● **Data supplied**
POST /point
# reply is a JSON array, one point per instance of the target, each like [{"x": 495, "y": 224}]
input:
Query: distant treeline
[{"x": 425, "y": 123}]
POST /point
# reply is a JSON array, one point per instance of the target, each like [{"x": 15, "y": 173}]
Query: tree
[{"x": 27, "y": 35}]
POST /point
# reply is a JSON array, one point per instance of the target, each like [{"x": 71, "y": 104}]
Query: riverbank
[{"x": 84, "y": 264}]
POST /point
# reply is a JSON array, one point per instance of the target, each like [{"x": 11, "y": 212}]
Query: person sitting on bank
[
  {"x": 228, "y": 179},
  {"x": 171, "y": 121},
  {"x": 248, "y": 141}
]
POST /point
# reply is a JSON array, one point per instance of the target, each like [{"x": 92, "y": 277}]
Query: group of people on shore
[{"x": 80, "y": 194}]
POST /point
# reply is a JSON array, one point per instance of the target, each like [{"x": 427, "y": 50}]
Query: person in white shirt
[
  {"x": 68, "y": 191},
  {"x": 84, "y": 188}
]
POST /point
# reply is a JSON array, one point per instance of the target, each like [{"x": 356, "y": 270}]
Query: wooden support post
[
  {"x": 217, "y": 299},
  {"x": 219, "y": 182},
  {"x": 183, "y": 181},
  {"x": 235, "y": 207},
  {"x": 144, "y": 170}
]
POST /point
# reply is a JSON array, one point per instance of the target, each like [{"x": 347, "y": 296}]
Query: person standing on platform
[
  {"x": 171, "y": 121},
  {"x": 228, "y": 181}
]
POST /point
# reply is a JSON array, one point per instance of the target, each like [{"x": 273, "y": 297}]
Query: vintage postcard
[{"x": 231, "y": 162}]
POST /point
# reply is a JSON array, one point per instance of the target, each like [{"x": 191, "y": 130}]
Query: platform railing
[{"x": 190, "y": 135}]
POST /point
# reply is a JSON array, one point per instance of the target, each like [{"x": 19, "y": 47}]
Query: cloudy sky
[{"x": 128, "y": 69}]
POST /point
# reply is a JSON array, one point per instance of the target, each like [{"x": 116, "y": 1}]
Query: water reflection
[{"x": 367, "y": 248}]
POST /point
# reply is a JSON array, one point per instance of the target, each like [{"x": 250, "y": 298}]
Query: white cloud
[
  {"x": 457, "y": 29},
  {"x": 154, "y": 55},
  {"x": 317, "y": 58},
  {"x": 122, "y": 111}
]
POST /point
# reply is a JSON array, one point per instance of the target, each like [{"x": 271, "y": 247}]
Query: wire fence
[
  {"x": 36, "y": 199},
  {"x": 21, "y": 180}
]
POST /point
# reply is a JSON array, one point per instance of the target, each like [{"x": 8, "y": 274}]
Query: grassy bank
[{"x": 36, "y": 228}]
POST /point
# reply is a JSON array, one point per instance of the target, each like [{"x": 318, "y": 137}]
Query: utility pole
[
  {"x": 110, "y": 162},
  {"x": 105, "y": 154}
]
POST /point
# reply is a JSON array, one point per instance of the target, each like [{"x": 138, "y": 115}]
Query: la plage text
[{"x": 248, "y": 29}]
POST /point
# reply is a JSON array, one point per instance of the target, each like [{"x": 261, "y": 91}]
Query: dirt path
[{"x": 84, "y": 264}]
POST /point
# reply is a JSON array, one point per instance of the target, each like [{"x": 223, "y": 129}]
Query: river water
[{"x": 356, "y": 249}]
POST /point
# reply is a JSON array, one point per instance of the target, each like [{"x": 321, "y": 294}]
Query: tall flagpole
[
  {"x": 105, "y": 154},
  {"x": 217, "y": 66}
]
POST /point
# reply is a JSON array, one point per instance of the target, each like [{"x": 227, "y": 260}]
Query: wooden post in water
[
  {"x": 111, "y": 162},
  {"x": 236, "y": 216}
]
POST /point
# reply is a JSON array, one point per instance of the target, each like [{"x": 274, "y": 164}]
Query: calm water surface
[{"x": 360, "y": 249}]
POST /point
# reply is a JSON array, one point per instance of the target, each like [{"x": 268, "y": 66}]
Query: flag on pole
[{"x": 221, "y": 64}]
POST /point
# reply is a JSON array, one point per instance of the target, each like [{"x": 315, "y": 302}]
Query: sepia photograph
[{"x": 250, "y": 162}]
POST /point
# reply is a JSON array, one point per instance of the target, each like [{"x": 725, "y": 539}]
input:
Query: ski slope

● **Task goal**
What must be transcribed is the run of lines from the one containing "Query: wooden post in water" to the last line of the data above, inclusive, and only that.

● **Task response**
Query: wooden post in water
[
  {"x": 111, "y": 162},
  {"x": 236, "y": 216}
]
POST /point
# reply is a JSON array, one point per instance of the target, each like [{"x": 274, "y": 164}]
Query: calm water surface
[{"x": 360, "y": 249}]
POST /point
# reply is a JSON array, one point per instance of the target, each like [{"x": 268, "y": 66}]
Query: flag on pole
[{"x": 221, "y": 64}]
POST /point
# reply is a JSON array, one point per instance of the target, each like [{"x": 315, "y": 302}]
Query: sepia photograph
[{"x": 250, "y": 162}]
POST /point
# reply is a JSON array, one point per instance of the target, each like [{"x": 725, "y": 539}]
input:
Query: ski slope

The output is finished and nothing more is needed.